WORK REQUIRED =
When the line containing "rear bumper ->" is found in the data below, copy it and each line after it through the line containing "rear door handle", exactly and with no others.

DATA IN THIS EXERCISE =
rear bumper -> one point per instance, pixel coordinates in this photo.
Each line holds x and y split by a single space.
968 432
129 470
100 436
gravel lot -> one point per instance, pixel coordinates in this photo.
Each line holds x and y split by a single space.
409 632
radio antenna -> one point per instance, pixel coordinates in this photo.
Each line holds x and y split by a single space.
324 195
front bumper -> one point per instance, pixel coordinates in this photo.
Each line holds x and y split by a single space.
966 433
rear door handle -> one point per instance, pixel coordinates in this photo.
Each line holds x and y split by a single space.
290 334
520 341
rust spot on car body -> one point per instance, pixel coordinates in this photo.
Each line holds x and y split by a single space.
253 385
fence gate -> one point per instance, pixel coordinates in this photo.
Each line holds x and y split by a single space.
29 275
---
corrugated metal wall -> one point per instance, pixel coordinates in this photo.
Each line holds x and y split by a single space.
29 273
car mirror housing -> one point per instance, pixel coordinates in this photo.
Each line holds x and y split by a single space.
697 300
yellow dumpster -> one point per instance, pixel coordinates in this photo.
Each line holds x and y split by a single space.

SOLUTION FOR THIS TASK =
rear bumper -> one point per instance, pixel coordinates in this photo.
Each line holds x and y split by a single space.
968 432
129 470
100 436
gravel lot -> one point per instance, pixel coordinates in this photo.
Each line holds x and y split by a single space.
409 632
radio antenna -> one point per instance, pixel coordinates in this photo.
Each line holds x and y split by a single space.
324 195
front bumper -> one point per instance, pixel coordinates in this photo.
Each line holds x and y split by a single space.
966 433
rear door handle -> one point per instance, pixel coordinates in this photo.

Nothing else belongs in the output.